[ENTRIES SHOWN start]
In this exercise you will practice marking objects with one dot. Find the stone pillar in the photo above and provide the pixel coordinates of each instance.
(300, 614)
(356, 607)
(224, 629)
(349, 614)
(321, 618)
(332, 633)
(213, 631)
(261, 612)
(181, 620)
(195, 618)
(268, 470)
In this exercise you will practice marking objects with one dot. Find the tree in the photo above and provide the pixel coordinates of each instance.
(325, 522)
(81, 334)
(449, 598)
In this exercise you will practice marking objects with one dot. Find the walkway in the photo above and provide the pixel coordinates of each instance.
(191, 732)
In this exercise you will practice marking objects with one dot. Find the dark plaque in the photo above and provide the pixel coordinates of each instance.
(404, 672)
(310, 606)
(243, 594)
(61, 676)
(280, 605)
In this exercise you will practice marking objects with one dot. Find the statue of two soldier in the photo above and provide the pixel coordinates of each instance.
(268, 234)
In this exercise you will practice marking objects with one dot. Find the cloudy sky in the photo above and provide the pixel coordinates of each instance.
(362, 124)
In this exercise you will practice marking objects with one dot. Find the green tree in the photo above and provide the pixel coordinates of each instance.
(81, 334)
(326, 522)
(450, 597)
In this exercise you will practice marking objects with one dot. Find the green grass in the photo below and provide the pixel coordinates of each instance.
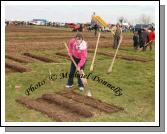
(136, 79)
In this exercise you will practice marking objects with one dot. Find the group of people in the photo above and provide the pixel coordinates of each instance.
(78, 50)
(144, 38)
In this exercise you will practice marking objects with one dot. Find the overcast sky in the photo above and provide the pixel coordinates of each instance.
(78, 13)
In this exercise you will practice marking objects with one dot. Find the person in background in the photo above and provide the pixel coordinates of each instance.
(95, 28)
(136, 40)
(78, 50)
(117, 36)
(143, 38)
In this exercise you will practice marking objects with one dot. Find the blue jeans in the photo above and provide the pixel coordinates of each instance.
(72, 72)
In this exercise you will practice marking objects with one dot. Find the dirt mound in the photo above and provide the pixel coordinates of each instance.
(125, 57)
(91, 102)
(72, 105)
(18, 59)
(68, 106)
(17, 68)
(63, 55)
(48, 108)
(41, 58)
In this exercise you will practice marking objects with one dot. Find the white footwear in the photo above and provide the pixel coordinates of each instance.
(69, 86)
(81, 88)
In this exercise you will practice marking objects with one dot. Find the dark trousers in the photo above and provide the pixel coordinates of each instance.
(72, 73)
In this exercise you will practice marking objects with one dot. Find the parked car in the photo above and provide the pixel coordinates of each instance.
(141, 26)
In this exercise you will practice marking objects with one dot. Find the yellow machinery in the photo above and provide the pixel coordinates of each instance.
(99, 21)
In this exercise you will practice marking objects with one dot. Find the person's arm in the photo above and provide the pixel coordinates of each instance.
(70, 43)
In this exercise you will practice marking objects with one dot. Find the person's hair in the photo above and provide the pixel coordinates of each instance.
(79, 36)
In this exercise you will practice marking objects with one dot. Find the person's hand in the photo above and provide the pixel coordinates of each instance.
(81, 72)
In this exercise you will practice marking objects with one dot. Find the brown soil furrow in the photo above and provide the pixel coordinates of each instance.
(91, 102)
(63, 55)
(51, 110)
(41, 58)
(125, 57)
(72, 105)
(17, 68)
(18, 59)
[ENTRIES SHOWN end]
## TASK TO CARRY OUT
From the line containing "Find the blue" down to the last line, reproduce the records exactly. Include both ends.

## SOLUTION TO THIS TASK
In this exercise you will practice marking objects with one dot. Find the blue jeans in the photo above and provide the pixel coordinates of each instance.
(72, 72)
In this exercise you will practice marking objects with one dot. Find the dirt mound in the photo above and provide the pixel coordinates of each instance.
(125, 57)
(91, 102)
(72, 105)
(18, 59)
(68, 106)
(17, 68)
(63, 55)
(48, 108)
(41, 58)
In this exercise you will practice marking objects with one dot. Find the white footwear in the photo above and provide the pixel coordinates of each instance.
(69, 86)
(81, 88)
In this exercise you will practice marking objects with one dot. Find the dark trousers in the photo above and provide the pixel coordinates of each instance.
(72, 73)
In this exercise you will practice marking objects with one dot. Find the parked car in the photo above and provide the pixel coordinates of each instance.
(141, 26)
In this exercise you will practice marking objects with one dot. Find the yellow machinery in the photo above and provide the pixel coordinates of each instance.
(99, 21)
In this exercise you will practice marking objects with one dot. Find the person's arm in the photo above and provide the pixel coordinates of each instance.
(70, 43)
In this exercise you will practice marking objects with one dot. Find the person's hair in the photo above and provide the pixel coordinates of each instance.
(79, 36)
In this exercise you will practice marking objects with one dot. Find the person's hand in the photo above and provide the pixel coordinates of each instance.
(81, 72)
In this exercise you will practice marking objects with one dot. Find the brown soil furrow in the photo above and provide the pixel coordinates of each instance.
(91, 102)
(63, 55)
(51, 110)
(41, 58)
(125, 57)
(72, 105)
(17, 68)
(18, 59)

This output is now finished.